### TAREFAS DO EXERCÍCIO
A. Devolva, por favor, sem qualquer alteração, a parte do texto sobre Lopetegui entre "O cenário não" e "que os escuta.", inclusive.
B. No texto sobre Lopetegui, que percentagem dos jogos do Rayo viu o jornalista na época passada?

Julen teve azar no alvo. O jornalista em causa é, por curiosidade, admirador do Rayo e viu 90 por cento dos jogos desse clube na época passada. Alguns ao vivo.

Lopetegui respondeu-lhe com a condescendência do costume, alicerçada no preconceito de quem não reconhece ao jornalista a autoridade para questionar e trocar ideias.

O cenário não se vai alterar, estou seguro.

Lopetegui continuará a encher-nos de lugares comuns do género «queremos ser protagonistas», «o Angrense não é uma equipa fácil» e «temos muita ilusão e vontade para ganhar».

Continuará, enfim, a não responder a questões concretas com esclarecimentos verosímeis:

. Maxi Pereira saiu ao intervalo. Porquê? «Sim, achei que era o melhor para a equipa».
. André André ficou no banco. Porquê? «Não há imprescindíveis».
. A exibição contra o Tondela foi má. Porquê? «Ganhámos. É o que importa».

Ele, Jesus e, provavelmente, Rui Vitória, continuarão a esquecer-se que não estão a falar para o jornalista X, Y ou Z, mas sim para o leitor que os lê, o telespetador que os vê e o ouvinte que os escuta.

Hoje defendo a minha classe e recordo um dos primeiros filmes em que um jornalista da área do Desporto é retratado. Com nível, com respeito. Um clássico com Humphrey Bogart.

### DADOS PARA ANÁLISE
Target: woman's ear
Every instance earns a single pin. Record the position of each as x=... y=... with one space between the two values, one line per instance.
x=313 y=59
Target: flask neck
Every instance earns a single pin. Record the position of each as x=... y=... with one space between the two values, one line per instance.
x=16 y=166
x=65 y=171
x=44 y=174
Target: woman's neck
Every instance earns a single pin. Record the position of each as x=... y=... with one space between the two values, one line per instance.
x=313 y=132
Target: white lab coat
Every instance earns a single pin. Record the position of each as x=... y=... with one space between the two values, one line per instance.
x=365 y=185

---

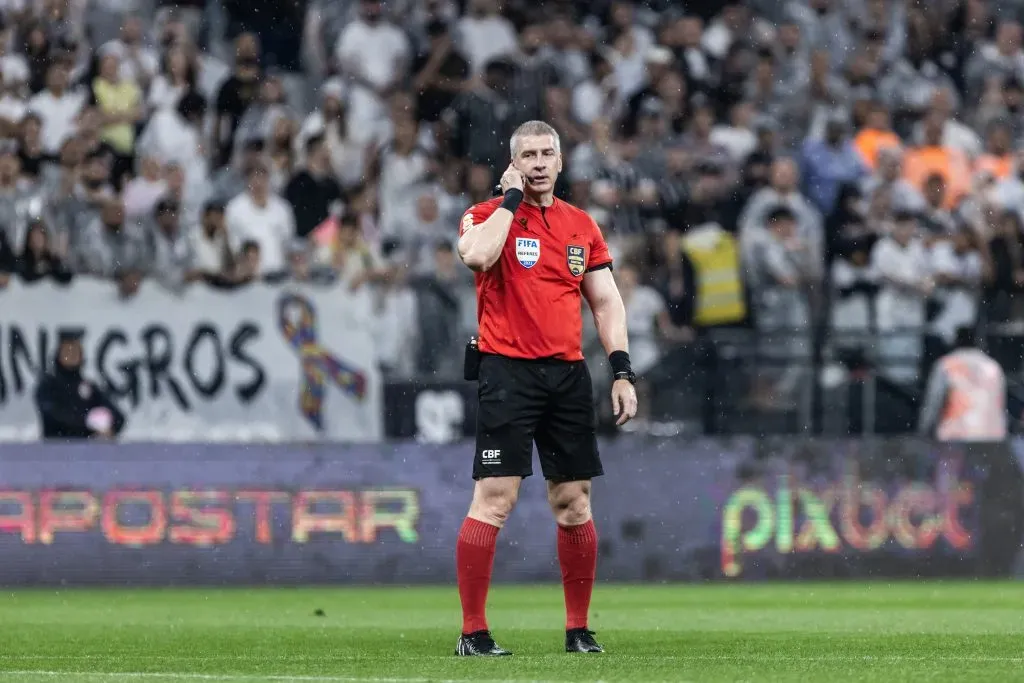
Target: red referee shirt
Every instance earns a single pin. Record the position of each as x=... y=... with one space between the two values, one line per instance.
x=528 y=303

### SOLUÇÕES POR TAREFA
A.
O cenário não se vai alterar, estou seguro.

Lopetegui continuará a encher-nos de lugares comuns do género «queremos ser protagonistas», «o Angrense não é uma equipa fácil» e «temos muita ilusão e vontade para ganhar».

Continuará, enfim, a não responder a questões concretas com esclarecimentos verosímeis:

. Maxi Pereira saiu ao intervalo. Porquê? «Sim, achei que era o melhor para a equipa».
. André André ficou no banco. Porquê? «Não há imprescindíveis».
. A exibição contra o Tondela foi má. Porquê? «Ganhámos. É o que importa».

Ele, Jesus e, provavelmente, Rui Vitória, continuarão a esquecer-se que não estão a falar para o jornalista X, Y ou Z, mas sim para o leitor que os lê, o telespetador que os vê e o ouvinte que os escuta.

B. 90 por cento.